* **Tasks for this exercise**:
A. Copy out the portion of the broken-wrist essay starting with "Jokes were made" and going on through "a fly line.".
B. In the broken-wrist essay, on which road did the fall take place?

* **Document section**:
-*-
By Rachel Andona
My broken heart.
Or broken arm. Same difference when your passion in life is fly fishing.
But let me go back to that beautiful, refreshing morning. It was winter in the valley and it was Christmas Eve. With all of the stress that comes along with Christmas festivities I needed a break, to get out, but all of our local rivers and ponds were frozen over. I decided to go for a run, to inhale the cold and refreshing air into my lungs and heat my muscles through exertion instead of from the excitement that comes with rising fish on the water’s surface.
My adventure that day took me to, the aptly named, Old Freezeout Road. It was amazing. The sun was shining and reflecting off the snow on the hillside. The view from the top of the hill, looking down on our small valley community was breathtaking. I turned back to look at my friend and running partner, and that’s when it happened. It suddenly felt like the ground was slipping away from me but in reality it was me that was slipping away from the ground. I fell back and instinctively put my left hand back to protect my bum from taking all of the pressure of the fall. I felt it give way. I felt my wrist bend where shouldn’t bend. Even before the pain set in, I knew it was broken. A ride to the hospital, x-rays, lots of pain medicine, and a cast. It was broken in three places.
Jokes were made about it not being my casting arm. But it was my stripping hand, and it hurt. I could barely move my fingers let alone grip a fly line.
-*-
* **Study material**:
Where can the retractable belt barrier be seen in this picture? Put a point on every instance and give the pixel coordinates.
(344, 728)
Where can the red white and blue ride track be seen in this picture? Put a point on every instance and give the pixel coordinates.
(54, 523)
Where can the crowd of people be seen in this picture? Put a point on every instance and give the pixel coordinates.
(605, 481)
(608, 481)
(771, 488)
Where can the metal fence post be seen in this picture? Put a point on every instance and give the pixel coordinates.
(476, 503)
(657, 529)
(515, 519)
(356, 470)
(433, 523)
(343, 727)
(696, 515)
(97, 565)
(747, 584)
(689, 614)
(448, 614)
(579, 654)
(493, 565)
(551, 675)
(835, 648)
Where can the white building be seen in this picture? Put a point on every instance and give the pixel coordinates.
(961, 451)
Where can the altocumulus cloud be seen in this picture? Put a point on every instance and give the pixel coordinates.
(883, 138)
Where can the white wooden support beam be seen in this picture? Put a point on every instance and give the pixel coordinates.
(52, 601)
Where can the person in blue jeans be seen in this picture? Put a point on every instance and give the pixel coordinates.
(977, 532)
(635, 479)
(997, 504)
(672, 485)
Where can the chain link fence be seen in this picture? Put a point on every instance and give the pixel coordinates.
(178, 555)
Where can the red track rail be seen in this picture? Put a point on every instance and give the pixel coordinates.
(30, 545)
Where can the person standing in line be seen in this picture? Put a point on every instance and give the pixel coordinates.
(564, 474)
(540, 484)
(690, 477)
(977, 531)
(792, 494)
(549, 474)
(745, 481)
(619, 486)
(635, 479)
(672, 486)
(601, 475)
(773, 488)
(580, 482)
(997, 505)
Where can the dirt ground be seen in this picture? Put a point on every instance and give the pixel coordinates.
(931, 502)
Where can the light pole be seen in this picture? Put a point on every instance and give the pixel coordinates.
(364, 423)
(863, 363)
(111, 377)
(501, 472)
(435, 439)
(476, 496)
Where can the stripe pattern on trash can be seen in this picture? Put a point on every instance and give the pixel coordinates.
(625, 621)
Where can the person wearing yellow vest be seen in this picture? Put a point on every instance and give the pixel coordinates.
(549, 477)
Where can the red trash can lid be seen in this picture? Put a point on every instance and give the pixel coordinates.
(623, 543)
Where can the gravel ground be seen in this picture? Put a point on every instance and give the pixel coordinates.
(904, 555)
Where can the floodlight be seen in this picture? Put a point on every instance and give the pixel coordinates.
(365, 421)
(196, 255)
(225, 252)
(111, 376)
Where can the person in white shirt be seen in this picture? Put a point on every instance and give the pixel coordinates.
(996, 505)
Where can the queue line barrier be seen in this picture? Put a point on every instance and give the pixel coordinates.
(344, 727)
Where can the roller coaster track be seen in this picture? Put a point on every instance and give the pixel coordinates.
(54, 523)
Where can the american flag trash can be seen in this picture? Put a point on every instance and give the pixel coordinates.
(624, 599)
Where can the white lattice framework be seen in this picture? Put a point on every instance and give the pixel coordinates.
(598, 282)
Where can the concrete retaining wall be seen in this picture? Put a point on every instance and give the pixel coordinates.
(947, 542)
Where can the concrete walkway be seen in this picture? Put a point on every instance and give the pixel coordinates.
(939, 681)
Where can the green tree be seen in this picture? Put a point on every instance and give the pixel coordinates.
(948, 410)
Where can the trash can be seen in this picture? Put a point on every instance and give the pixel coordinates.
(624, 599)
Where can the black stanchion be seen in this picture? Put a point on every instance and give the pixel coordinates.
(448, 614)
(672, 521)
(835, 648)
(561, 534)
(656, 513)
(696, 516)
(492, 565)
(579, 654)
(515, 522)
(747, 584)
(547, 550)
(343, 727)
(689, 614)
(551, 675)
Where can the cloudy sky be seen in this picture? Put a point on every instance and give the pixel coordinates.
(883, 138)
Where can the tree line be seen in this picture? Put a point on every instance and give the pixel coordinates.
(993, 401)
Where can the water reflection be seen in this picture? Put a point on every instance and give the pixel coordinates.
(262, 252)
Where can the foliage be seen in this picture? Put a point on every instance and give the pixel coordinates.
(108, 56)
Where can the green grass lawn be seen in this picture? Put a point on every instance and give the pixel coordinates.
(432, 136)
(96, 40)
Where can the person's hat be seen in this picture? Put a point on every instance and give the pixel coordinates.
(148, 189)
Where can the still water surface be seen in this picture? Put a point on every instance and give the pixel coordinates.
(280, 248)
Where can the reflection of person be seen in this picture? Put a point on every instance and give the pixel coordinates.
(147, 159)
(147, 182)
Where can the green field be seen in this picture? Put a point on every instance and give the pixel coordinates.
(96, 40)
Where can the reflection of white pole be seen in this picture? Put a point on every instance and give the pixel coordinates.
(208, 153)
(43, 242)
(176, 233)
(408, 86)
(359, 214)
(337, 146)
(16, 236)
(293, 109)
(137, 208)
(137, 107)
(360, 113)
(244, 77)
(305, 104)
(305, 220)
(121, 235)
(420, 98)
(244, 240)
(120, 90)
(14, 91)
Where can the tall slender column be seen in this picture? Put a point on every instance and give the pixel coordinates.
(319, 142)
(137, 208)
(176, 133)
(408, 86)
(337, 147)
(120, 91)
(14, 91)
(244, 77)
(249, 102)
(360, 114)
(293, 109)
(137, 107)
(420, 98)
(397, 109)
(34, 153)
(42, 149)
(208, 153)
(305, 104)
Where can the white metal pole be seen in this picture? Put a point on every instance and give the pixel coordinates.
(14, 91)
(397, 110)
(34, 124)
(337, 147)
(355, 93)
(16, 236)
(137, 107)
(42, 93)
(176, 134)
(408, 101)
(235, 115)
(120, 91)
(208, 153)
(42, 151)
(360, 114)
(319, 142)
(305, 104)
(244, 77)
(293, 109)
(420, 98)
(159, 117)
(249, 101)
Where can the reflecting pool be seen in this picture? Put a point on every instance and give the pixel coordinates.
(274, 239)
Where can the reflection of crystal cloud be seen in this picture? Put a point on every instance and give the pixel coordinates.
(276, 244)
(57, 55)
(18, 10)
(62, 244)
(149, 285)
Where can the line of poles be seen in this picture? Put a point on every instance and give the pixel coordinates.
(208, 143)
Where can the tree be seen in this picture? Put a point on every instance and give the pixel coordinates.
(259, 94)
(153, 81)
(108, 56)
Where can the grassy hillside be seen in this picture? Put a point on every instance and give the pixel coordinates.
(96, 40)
-*-
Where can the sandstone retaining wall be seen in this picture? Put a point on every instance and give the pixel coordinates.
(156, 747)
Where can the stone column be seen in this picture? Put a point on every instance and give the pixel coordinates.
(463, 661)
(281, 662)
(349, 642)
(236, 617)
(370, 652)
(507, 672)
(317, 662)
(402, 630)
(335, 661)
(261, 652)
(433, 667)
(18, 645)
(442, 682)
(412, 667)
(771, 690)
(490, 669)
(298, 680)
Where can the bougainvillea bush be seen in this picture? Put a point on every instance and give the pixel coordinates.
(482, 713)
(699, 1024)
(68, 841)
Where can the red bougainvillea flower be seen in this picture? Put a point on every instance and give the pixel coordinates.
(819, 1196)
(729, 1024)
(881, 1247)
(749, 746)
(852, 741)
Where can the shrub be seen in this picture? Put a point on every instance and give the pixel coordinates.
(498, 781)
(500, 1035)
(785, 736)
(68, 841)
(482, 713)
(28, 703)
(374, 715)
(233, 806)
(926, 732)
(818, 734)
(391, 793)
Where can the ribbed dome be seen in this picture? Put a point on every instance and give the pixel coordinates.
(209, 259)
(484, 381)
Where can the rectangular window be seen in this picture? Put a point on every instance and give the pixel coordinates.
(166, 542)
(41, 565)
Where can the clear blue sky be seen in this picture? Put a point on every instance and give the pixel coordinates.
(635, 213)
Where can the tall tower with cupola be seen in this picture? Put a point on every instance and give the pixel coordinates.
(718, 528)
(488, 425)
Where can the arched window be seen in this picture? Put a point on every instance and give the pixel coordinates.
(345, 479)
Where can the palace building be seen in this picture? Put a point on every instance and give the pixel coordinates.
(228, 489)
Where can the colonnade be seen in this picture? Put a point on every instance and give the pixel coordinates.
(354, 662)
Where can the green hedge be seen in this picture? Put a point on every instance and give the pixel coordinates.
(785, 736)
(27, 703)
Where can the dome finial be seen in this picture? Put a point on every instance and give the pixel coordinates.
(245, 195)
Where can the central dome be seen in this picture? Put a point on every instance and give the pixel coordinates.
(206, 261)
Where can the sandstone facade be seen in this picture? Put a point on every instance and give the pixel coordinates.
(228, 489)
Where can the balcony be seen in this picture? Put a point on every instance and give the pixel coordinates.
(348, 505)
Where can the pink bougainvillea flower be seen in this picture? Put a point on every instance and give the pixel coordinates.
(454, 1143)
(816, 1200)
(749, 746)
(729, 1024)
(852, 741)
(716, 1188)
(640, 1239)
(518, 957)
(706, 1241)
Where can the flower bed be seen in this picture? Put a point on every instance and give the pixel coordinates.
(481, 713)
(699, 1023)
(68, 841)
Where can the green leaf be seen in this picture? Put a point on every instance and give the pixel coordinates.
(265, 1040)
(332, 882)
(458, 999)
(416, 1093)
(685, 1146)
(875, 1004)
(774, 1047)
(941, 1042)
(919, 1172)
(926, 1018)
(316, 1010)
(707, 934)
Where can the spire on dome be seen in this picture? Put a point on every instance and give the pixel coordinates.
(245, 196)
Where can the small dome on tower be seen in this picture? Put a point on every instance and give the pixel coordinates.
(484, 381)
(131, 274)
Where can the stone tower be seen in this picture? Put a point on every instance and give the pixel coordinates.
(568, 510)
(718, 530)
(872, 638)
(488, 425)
-*-
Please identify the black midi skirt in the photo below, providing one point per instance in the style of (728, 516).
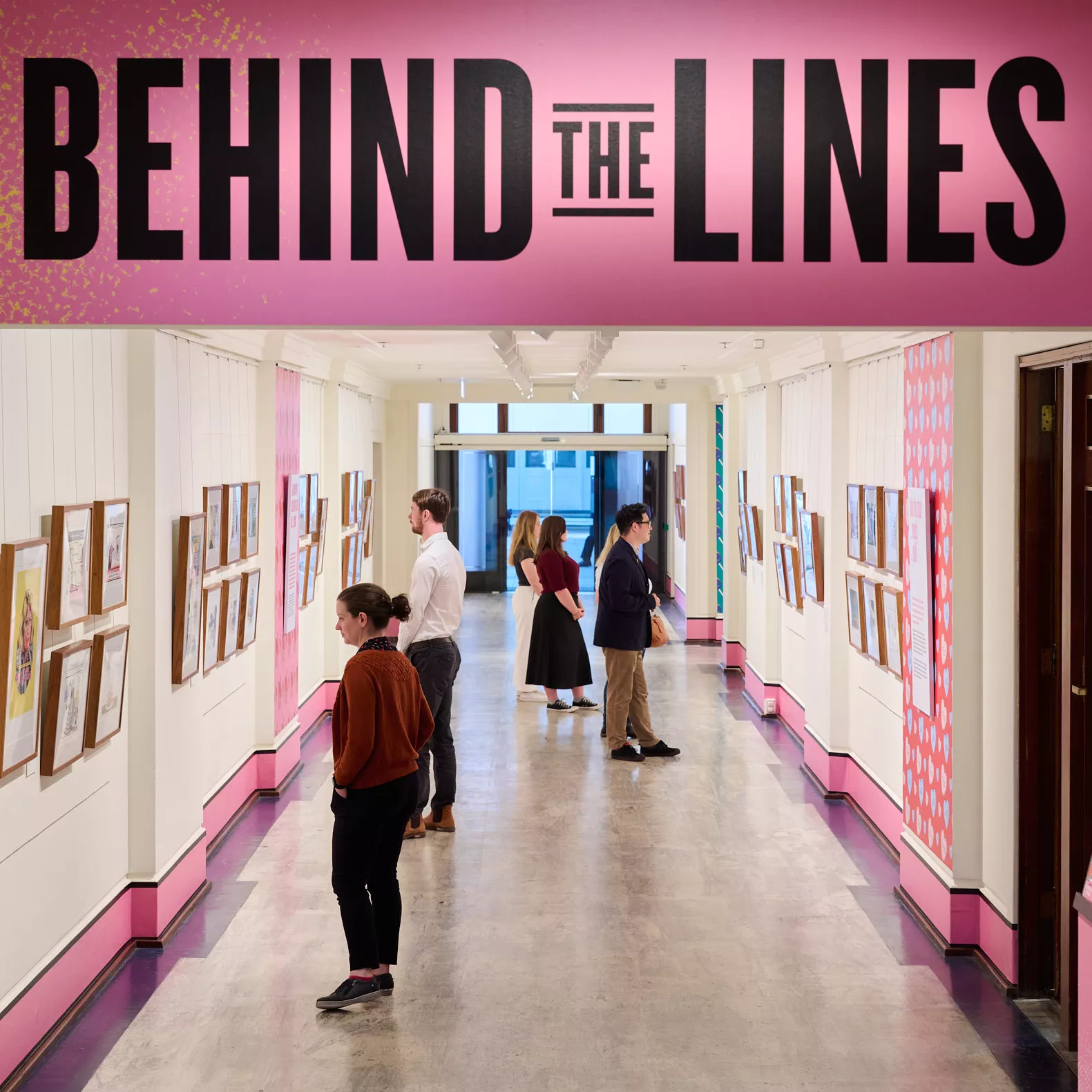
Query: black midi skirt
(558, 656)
-*-
* **Answers given**:
A.
Jokes were made about it not being my casting arm. But it was my stripping hand, and it hurt. I could barely move my fingers let alone grip a fly line.

B. Old Freezeout Road